— Aim of the exercise —
Please identify each line in the rows below that contains the word "tree", and copy every such line.

━━━ Dataset rows ━━━

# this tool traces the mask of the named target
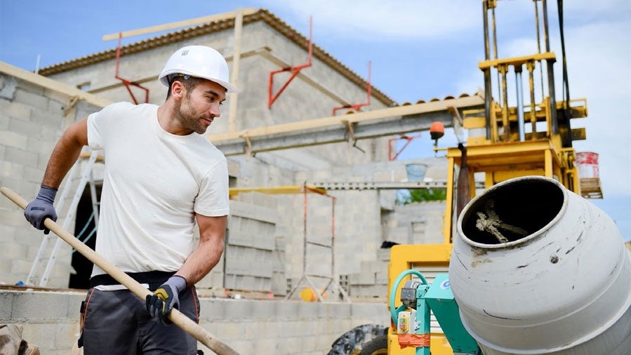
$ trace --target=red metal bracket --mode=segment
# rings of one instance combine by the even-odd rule
[[[287,86],[289,85],[289,83],[291,82],[292,80],[293,80],[293,78],[295,78],[298,74],[298,73],[300,72],[301,69],[306,68],[306,67],[311,67],[311,55],[312,53],[312,46],[313,46],[313,42],[312,41],[312,20],[311,20],[311,18],[310,17],[309,18],[309,59],[307,60],[307,61],[305,64],[303,64],[300,65],[296,65],[296,66],[293,66],[293,67],[285,67],[283,69],[279,69],[278,70],[274,70],[274,72],[272,72],[270,73],[270,86],[267,89],[267,108],[268,109],[272,107],[272,104],[273,104],[274,102],[276,101],[276,99],[277,99],[278,97],[280,96],[281,93],[282,93],[282,92],[285,90],[285,88],[286,88]],[[289,72],[289,71],[292,72],[291,76],[289,76],[289,79],[287,79],[287,81],[281,87],[280,90],[279,90],[278,92],[276,93],[276,94],[272,95],[272,89],[274,88],[274,76],[277,74],[282,73],[283,72]]]
[[[404,151],[404,149],[405,149],[406,147],[407,147],[407,146],[409,145],[409,144],[412,142],[412,140],[414,138],[418,138],[419,137],[420,137],[420,133],[414,135],[400,135],[399,137],[396,137],[394,138],[389,139],[388,140],[388,160],[390,160],[390,161],[397,160],[397,158],[399,157],[399,154],[400,154]],[[396,141],[401,140],[405,140],[405,141],[406,141],[405,143],[404,143],[403,147],[401,147],[396,152],[393,152],[392,143],[394,143]]]
[[[368,61],[368,83],[366,85],[366,101],[362,104],[350,104],[345,105],[344,106],[340,106],[339,107],[335,107],[333,109],[333,116],[336,115],[336,112],[338,109],[353,109],[355,112],[359,111],[359,109],[364,106],[368,106],[371,104],[371,62]]]
[[[123,32],[119,32],[119,44],[116,48],[116,74],[114,74],[114,77],[121,81],[123,82],[123,84],[125,85],[125,87],[127,88],[127,92],[129,93],[129,95],[131,95],[131,100],[133,100],[133,103],[135,105],[138,105],[138,101],[136,100],[136,97],[133,95],[133,93],[131,91],[131,88],[130,86],[135,86],[137,88],[140,88],[145,91],[145,103],[149,102],[149,89],[142,86],[140,84],[134,82],[130,81],[126,79],[123,79],[119,76],[119,63],[121,60],[121,53],[123,51],[122,48],[121,48],[121,39],[123,38]]]

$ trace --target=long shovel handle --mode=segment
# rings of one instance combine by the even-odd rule
[[[8,187],[0,187],[0,192],[2,192],[2,194],[13,201],[14,203],[21,207],[22,210],[26,208],[28,203],[13,190]],[[81,253],[81,255],[109,274],[109,276],[113,277],[116,281],[120,282],[121,285],[128,288],[130,291],[138,296],[141,300],[145,300],[147,295],[152,295],[152,293],[149,290],[142,287],[142,285],[130,277],[129,275],[121,271],[119,268],[114,266],[113,264],[108,262],[102,256],[97,254],[96,252],[81,243],[81,241],[77,239],[77,237],[62,228],[61,226],[55,223],[53,220],[46,218],[46,220],[44,220],[44,225],[46,228],[51,229],[53,233],[59,236],[59,237],[63,239],[64,241],[69,244],[70,246],[76,249],[77,251]],[[199,340],[211,350],[215,351],[218,355],[239,355],[239,353],[225,344],[215,339],[215,337],[208,330],[182,314],[178,309],[175,309],[175,308],[172,309],[171,312],[168,314],[168,319],[178,327],[181,328],[182,330],[194,337],[195,339]]]

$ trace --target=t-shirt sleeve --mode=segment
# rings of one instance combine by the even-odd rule
[[[111,131],[118,126],[115,121],[121,119],[120,110],[126,105],[131,104],[112,104],[88,116],[88,145],[91,149],[98,150],[106,147]]]
[[[204,177],[194,210],[208,217],[227,215],[229,209],[228,168],[225,159],[218,161]]]

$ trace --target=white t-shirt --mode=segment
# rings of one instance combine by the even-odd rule
[[[95,251],[124,272],[178,270],[195,247],[194,213],[229,212],[225,156],[201,135],[163,130],[157,110],[119,102],[88,117],[89,146],[105,154]]]

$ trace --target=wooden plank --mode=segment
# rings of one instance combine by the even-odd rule
[[[252,15],[255,13],[258,10],[253,8],[246,8],[243,10],[243,15],[246,16],[248,15]],[[205,22],[212,22],[215,21],[221,21],[222,20],[227,20],[230,18],[233,18],[237,15],[237,11],[230,11],[227,13],[218,13],[215,15],[211,15],[209,16],[204,16],[201,18],[192,18],[190,20],[185,20],[183,21],[178,21],[175,22],[171,22],[164,25],[159,25],[157,26],[152,26],[150,27],[145,27],[138,29],[132,29],[130,31],[125,31],[124,32],[120,33],[114,33],[112,34],[106,34],[103,36],[103,41],[111,41],[112,39],[118,39],[120,36],[121,38],[124,37],[131,37],[133,36],[140,36],[141,34],[146,34],[147,33],[152,32],[158,32],[160,31],[165,31],[167,29],[173,29],[174,28],[179,27],[185,27],[187,26],[191,26],[192,25],[197,25],[198,23],[205,23]]]
[[[105,107],[107,106],[112,101],[109,100],[100,98],[95,95],[87,93],[77,88],[74,88],[59,81],[56,81],[51,79],[48,79],[41,75],[38,75],[32,72],[27,72],[17,67],[13,67],[4,62],[0,62],[0,72],[6,73],[11,76],[14,76],[20,80],[32,83],[42,88],[60,93],[68,95],[68,98],[77,96],[78,100],[82,100],[92,105]]]
[[[273,126],[266,126],[255,128],[241,130],[238,132],[227,132],[215,135],[208,135],[206,138],[215,144],[232,140],[245,139],[246,138],[255,138],[263,135],[277,135],[295,132],[302,130],[323,128],[336,126],[344,126],[345,121],[350,123],[361,123],[364,121],[384,119],[387,117],[395,117],[398,116],[406,116],[420,114],[439,111],[446,111],[449,107],[467,107],[483,105],[483,97],[475,95],[455,99],[448,99],[441,101],[433,101],[416,105],[397,106],[396,107],[387,107],[365,112],[333,116],[323,119],[315,119],[288,123],[281,123]]]

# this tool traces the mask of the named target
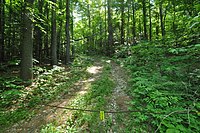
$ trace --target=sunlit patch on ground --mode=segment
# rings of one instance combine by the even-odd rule
[[[101,66],[91,66],[87,68],[87,72],[91,74],[97,74],[101,71],[102,67]]]
[[[111,63],[111,60],[107,60],[106,63]]]

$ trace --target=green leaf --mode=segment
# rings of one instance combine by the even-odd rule
[[[167,129],[167,131],[166,131],[166,133],[180,133],[180,131],[179,130],[177,130],[177,129]]]

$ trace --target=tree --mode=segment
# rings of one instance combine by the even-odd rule
[[[41,56],[42,56],[42,44],[43,44],[43,33],[41,31],[41,27],[43,26],[43,23],[41,22],[42,14],[43,14],[43,0],[38,0],[38,17],[37,25],[35,25],[35,58],[41,62]]]
[[[111,0],[107,0],[108,4],[108,45],[107,45],[107,54],[111,55],[111,47],[113,46],[113,26],[112,26],[112,9],[111,9]]]
[[[56,3],[56,0],[52,0]],[[51,64],[57,65],[57,30],[56,30],[56,6],[52,6],[52,17],[51,17]]]
[[[142,11],[143,11],[144,39],[147,40],[148,35],[147,35],[146,0],[142,0]]]
[[[5,5],[5,0],[0,1],[0,63],[3,62],[4,60],[4,15],[5,15],[5,10],[4,10],[4,5]]]
[[[121,44],[124,44],[124,0],[121,0]]]
[[[132,12],[133,12],[133,28],[132,28],[132,34],[133,34],[133,43],[135,43],[136,38],[136,20],[135,20],[135,0],[132,1]]]
[[[152,39],[151,0],[149,0],[149,40]]]
[[[164,27],[164,21],[163,21],[163,0],[159,3],[159,13],[160,13],[160,27],[161,27],[161,33],[162,37],[165,36],[165,27]]]
[[[29,7],[32,7],[34,0],[25,0],[24,14],[23,14],[23,32],[22,32],[22,59],[21,59],[21,79],[24,81],[32,80],[33,78],[33,26],[32,14]]]
[[[65,64],[70,64],[70,1],[66,0],[66,57]]]

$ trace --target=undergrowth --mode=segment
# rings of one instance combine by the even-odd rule
[[[200,44],[142,43],[116,54],[131,71],[129,109],[141,111],[130,115],[130,132],[200,132],[199,53]]]
[[[99,111],[105,110],[107,99],[112,94],[114,83],[110,78],[110,64],[103,68],[101,76],[90,86],[84,96],[74,99],[70,106],[73,108],[90,109],[98,112],[71,111],[65,123],[50,123],[44,126],[41,133],[61,132],[106,132],[106,127],[99,118]]]
[[[87,66],[93,60],[89,57],[77,57],[71,67],[54,66],[52,69],[35,67],[37,78],[31,86],[23,86],[17,77],[0,78],[0,129],[3,130],[10,125],[23,119],[29,119],[34,115],[34,109],[39,105],[57,99],[60,95],[67,93],[69,87],[89,76],[86,72]],[[41,73],[42,72],[42,73]]]

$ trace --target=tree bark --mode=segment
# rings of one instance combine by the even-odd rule
[[[108,4],[108,45],[107,55],[111,55],[113,46],[113,26],[112,26],[112,11],[111,11],[111,0],[107,0]]]
[[[121,44],[124,45],[124,0],[121,0]]]
[[[132,28],[132,34],[133,34],[133,43],[136,42],[136,20],[135,20],[135,0],[132,1],[132,12],[133,12],[133,28]]]
[[[5,0],[0,3],[0,63],[4,61],[4,16],[5,16]]]
[[[66,0],[66,58],[65,64],[70,64],[70,0]]]
[[[161,26],[161,33],[162,33],[162,38],[165,36],[165,27],[163,23],[163,6],[162,6],[162,1],[160,1],[159,4],[159,12],[160,12],[160,26]]]
[[[49,19],[49,4],[46,3],[45,5],[45,16],[46,16],[46,19],[48,20]],[[49,57],[49,25],[46,24],[45,26],[45,30],[46,30],[46,34],[45,34],[45,39],[44,39],[44,55],[45,55],[45,58]]]
[[[146,0],[142,0],[142,11],[143,11],[144,39],[147,40],[148,35],[147,35]]]
[[[33,79],[33,26],[31,13],[28,7],[33,5],[34,0],[25,0],[25,11],[23,15],[23,33],[22,33],[22,60],[21,60],[21,79],[31,81]]]
[[[56,0],[52,0],[56,3]],[[52,7],[52,18],[51,18],[51,64],[57,65],[57,30],[56,30],[56,7]]]
[[[43,10],[42,10],[43,4],[44,4],[43,0],[38,0],[39,17],[42,17],[42,14],[43,14]],[[40,22],[40,20],[39,20],[39,24],[42,25],[42,22]],[[38,26],[35,27],[35,33],[36,33],[36,35],[35,35],[35,58],[39,61],[39,63],[41,63],[43,34],[42,34],[41,29]]]
[[[151,0],[149,0],[149,40],[152,40]]]

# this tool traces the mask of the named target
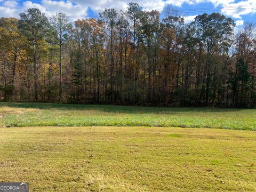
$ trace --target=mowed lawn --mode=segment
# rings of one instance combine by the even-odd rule
[[[149,127],[0,128],[0,182],[31,191],[256,190],[256,132]]]
[[[255,109],[2,102],[0,182],[29,182],[31,191],[255,191],[253,131]]]
[[[256,131],[256,109],[1,102],[0,126],[171,126]]]

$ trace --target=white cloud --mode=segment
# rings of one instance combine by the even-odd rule
[[[23,11],[29,8],[37,8],[45,13],[47,17],[51,17],[56,13],[62,12],[68,15],[86,15],[87,7],[83,7],[79,5],[73,5],[69,1],[55,1],[42,0],[41,4],[27,1],[23,3]]]
[[[194,21],[194,19],[195,19],[195,18],[196,18],[196,16],[197,16],[197,15],[184,17],[183,17],[184,22],[189,23],[189,22],[191,22],[192,21]]]
[[[4,6],[13,8],[18,6],[18,3],[16,1],[9,0],[6,1],[3,3]]]
[[[221,12],[234,18],[242,19],[242,15],[256,12],[256,1],[247,0],[229,4],[221,10]]]
[[[18,17],[19,13],[16,9],[0,6],[0,18]]]
[[[131,0],[40,0],[34,3],[34,0],[28,0],[19,4],[19,0],[0,0],[0,17],[18,17],[19,13],[28,8],[37,8],[51,17],[56,12],[63,12],[68,15],[85,15],[90,7],[95,14],[105,8],[115,8],[117,10],[125,10]],[[165,6],[171,4],[181,7],[183,4],[196,5],[199,3],[210,3],[214,6],[223,8],[221,12],[233,18],[242,19],[242,16],[256,12],[256,0],[136,0],[143,10],[155,10],[162,11]],[[185,17],[185,22],[194,20],[195,15]],[[241,24],[240,21],[238,24]]]
[[[236,21],[236,26],[242,26],[244,25],[244,21],[242,20],[239,20]]]

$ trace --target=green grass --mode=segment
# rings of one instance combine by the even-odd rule
[[[28,181],[31,191],[255,191],[255,146],[248,131],[0,128],[0,182]]]
[[[0,103],[2,126],[161,126],[256,131],[256,109]]]

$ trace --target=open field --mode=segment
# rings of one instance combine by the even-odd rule
[[[256,109],[0,103],[1,126],[161,126],[256,131]]]
[[[248,131],[0,128],[0,182],[29,181],[31,191],[254,191],[255,146]]]

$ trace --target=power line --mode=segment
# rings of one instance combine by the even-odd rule
[[[174,10],[173,12],[178,14],[188,14],[188,13],[198,13],[198,12],[213,12],[213,11],[229,11],[229,10],[243,10],[247,9],[256,9],[256,6],[251,6],[247,5],[243,5],[243,6],[225,6],[225,7],[203,7],[203,8],[197,8],[197,9],[182,9],[182,10]],[[160,12],[161,15],[166,15],[168,13],[165,11]],[[69,19],[99,19],[100,18],[100,15],[97,14],[89,14],[87,15],[68,15],[68,18]],[[51,18],[51,17],[50,17]]]

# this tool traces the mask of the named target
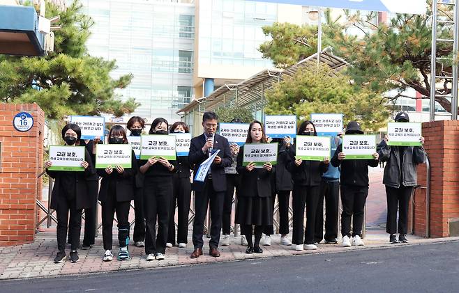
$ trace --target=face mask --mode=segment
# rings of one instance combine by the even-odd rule
[[[123,143],[123,138],[118,136],[110,137],[110,139],[109,139],[109,143],[112,145],[120,145]]]
[[[77,138],[73,136],[66,136],[63,140],[67,145],[73,145],[77,142]]]
[[[142,134],[142,129],[132,129],[130,134],[134,136],[140,136]]]

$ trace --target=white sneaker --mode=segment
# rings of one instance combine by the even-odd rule
[[[304,249],[307,251],[315,251],[317,249],[317,246],[315,244],[304,244]]]
[[[355,235],[352,237],[352,246],[363,246],[365,244],[360,236]]]
[[[229,246],[230,244],[230,235],[223,235],[222,237],[222,246]]]
[[[247,246],[248,245],[246,235],[241,235],[241,245],[243,246]]]
[[[149,262],[150,260],[155,260],[155,259],[156,259],[156,258],[155,258],[155,254],[154,253],[150,253],[148,255],[146,255],[146,260],[148,260]]]
[[[343,247],[351,247],[351,239],[347,235],[343,237]]]
[[[287,235],[283,235],[280,237],[280,245],[286,245],[289,246],[292,245],[292,241],[289,239]]]
[[[270,235],[266,235],[264,237],[264,242],[263,243],[263,245],[265,246],[271,246],[271,236]]]
[[[102,258],[102,260],[104,262],[111,262],[113,260],[113,254],[112,254],[112,251],[107,250],[104,253],[104,256]]]

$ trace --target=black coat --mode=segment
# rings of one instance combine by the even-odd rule
[[[99,191],[99,200],[104,202],[108,196],[108,189],[113,180],[116,184],[116,201],[130,201],[135,195],[135,175],[138,171],[135,154],[132,151],[131,168],[125,168],[124,172],[119,174],[114,168],[111,174],[107,174],[105,169],[97,169],[97,173],[102,177],[100,190]]]
[[[287,164],[290,157],[289,150],[292,148],[294,149],[294,145],[290,145],[287,148],[284,144],[279,148],[274,176],[276,185],[275,187],[273,187],[273,189],[275,189],[276,191],[293,190],[292,173],[287,168]]]
[[[240,176],[239,180],[243,185],[237,196],[260,198],[271,196],[271,177],[274,172],[274,166],[269,172],[263,168],[255,168],[248,171],[245,166],[242,166],[243,157],[243,152],[239,152],[236,171]]]
[[[329,164],[319,161],[303,160],[300,166],[295,164],[295,148],[289,149],[287,169],[292,173],[295,185],[319,186],[322,175],[329,170]]]
[[[91,194],[89,192],[91,189],[90,182],[94,181],[94,178],[98,178],[96,174],[96,169],[93,165],[91,155],[87,150],[85,150],[84,160],[88,162],[88,168],[83,172],[75,172],[76,177],[75,182],[75,200],[77,209],[91,207],[93,201],[91,200]],[[54,179],[54,185],[52,189],[51,195],[50,207],[52,209],[57,209],[57,198],[59,196],[59,187],[61,184],[61,176],[63,174],[61,171],[46,170],[47,174],[52,178]],[[97,179],[96,179],[97,180]]]
[[[416,165],[426,161],[424,148],[419,146],[403,147],[403,166],[400,168],[399,147],[387,145],[386,141],[382,141],[377,145],[379,161],[387,162],[384,168],[384,176],[382,183],[391,187],[400,188],[400,184],[405,187],[417,184]],[[400,171],[403,175],[400,182]]]
[[[341,166],[340,181],[342,185],[354,185],[368,187],[368,166],[377,167],[379,161],[375,159],[338,159],[338,154],[342,152],[343,145],[336,148],[331,163],[333,167]]]
[[[197,174],[197,169],[200,168],[201,163],[209,158],[209,154],[202,152],[202,147],[205,143],[206,136],[204,134],[191,138],[188,161],[190,164],[193,166],[195,175]],[[222,159],[222,161],[219,164],[212,163],[211,165],[212,185],[213,186],[213,189],[217,192],[225,191],[226,173],[225,173],[225,167],[231,166],[233,162],[228,140],[216,134],[213,137],[213,150],[220,150],[218,157]],[[204,182],[193,181],[193,190],[196,191],[202,191],[206,182],[206,179]]]

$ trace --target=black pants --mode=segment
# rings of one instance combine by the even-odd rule
[[[351,236],[351,217],[352,218],[352,237],[362,236],[365,202],[368,195],[368,187],[341,185],[341,235]]]
[[[134,198],[134,242],[145,240],[145,215],[144,214],[144,189],[135,189]]]
[[[129,243],[129,209],[130,201],[116,201],[115,192],[110,191],[107,200],[102,203],[102,239],[104,249],[113,249],[113,220],[116,213],[119,247]]]
[[[204,241],[204,221],[207,213],[207,205],[210,202],[211,210],[211,240],[209,246],[218,248],[220,242],[220,232],[222,229],[222,214],[225,191],[213,190],[211,180],[207,180],[202,191],[195,193],[195,221],[193,224],[193,244],[195,248],[202,248]]]
[[[70,212],[70,221],[68,214]],[[56,216],[57,217],[57,248],[66,250],[67,228],[70,236],[71,249],[76,251],[80,246],[80,233],[82,228],[82,209],[76,209],[75,198],[68,200],[63,196],[58,196]]]
[[[320,197],[315,217],[315,241],[324,239],[324,198],[325,198],[325,240],[338,238],[338,212],[340,182],[322,178],[320,182]]]
[[[386,187],[387,198],[387,222],[386,232],[390,234],[397,232],[397,209],[398,209],[398,232],[408,232],[408,205],[413,187],[401,186],[400,188]]]
[[[319,203],[319,186],[293,187],[293,235],[294,244],[314,244],[315,216]],[[304,205],[306,205],[306,229],[304,230]],[[304,242],[303,239],[304,239]]]
[[[188,215],[191,203],[191,182],[190,178],[180,178],[178,174],[173,176],[174,193],[171,200],[167,242],[175,244],[175,205],[177,206],[177,242],[188,243]]]
[[[276,203],[276,194],[273,193],[273,211]],[[277,191],[278,201],[279,202],[279,233],[281,235],[289,234],[289,203],[290,201],[290,191],[280,190]],[[274,225],[264,226],[263,232],[266,235],[274,234]]]
[[[145,253],[166,252],[169,211],[172,198],[172,177],[148,178],[144,184],[144,209],[145,212]],[[158,219],[158,235],[156,220]]]
[[[222,219],[222,230],[224,235],[231,234],[231,212],[233,207],[234,189],[236,193],[239,189],[240,177],[237,174],[226,175],[226,192],[223,201],[223,215]]]

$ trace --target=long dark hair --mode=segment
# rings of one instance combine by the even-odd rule
[[[263,134],[262,134],[262,143],[267,143],[268,140],[266,139],[266,136],[264,134],[264,127],[263,127],[263,124],[262,124],[261,122],[258,120],[254,120],[250,123],[250,125],[248,126],[248,132],[247,132],[247,138],[246,139],[246,143],[252,143],[252,136],[250,135],[250,132],[252,131],[252,127],[255,124],[259,124],[259,126],[262,127],[262,132],[263,132]]]
[[[119,135],[123,136],[123,143],[128,143],[128,138],[126,137],[126,130],[124,129],[124,127],[122,127],[121,125],[114,125],[112,129],[110,129],[110,132],[108,134],[108,139],[110,141],[110,137],[112,137],[112,134],[114,134],[116,136]]]
[[[181,127],[183,127],[183,130],[185,130],[185,133],[190,132],[190,128],[184,122],[182,121],[177,121],[175,123],[172,124],[172,126],[170,127],[170,129],[169,132],[174,133],[174,130],[175,130],[175,129],[177,128],[177,126],[179,125],[181,125]]]
[[[167,123],[167,120],[165,118],[158,118],[153,120],[151,126],[150,127],[150,131],[148,132],[149,134],[154,134],[155,127],[161,123],[166,123],[166,126],[167,127],[167,129],[169,129],[169,123]]]
[[[317,135],[317,132],[315,131],[315,125],[310,120],[306,120],[300,125],[300,127],[298,129],[298,135],[303,135],[303,132],[306,129],[306,127],[309,125],[313,125],[314,127],[314,135]]]
[[[80,145],[80,140],[82,137],[82,129],[80,128],[80,126],[77,125],[75,123],[68,123],[62,129],[62,139],[66,137],[66,132],[67,130],[72,129],[77,134],[77,141],[75,143],[75,145]]]

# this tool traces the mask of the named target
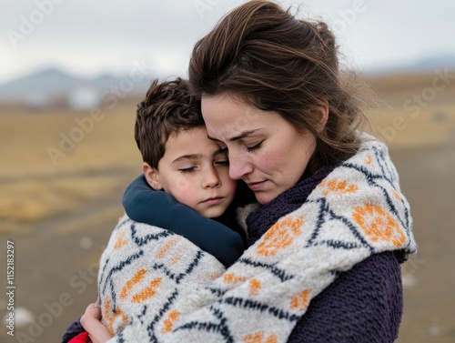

━━━

— Exercise response —
$ trace --target=tree --mode=segment
$ trace --target=tree bark --mode=segment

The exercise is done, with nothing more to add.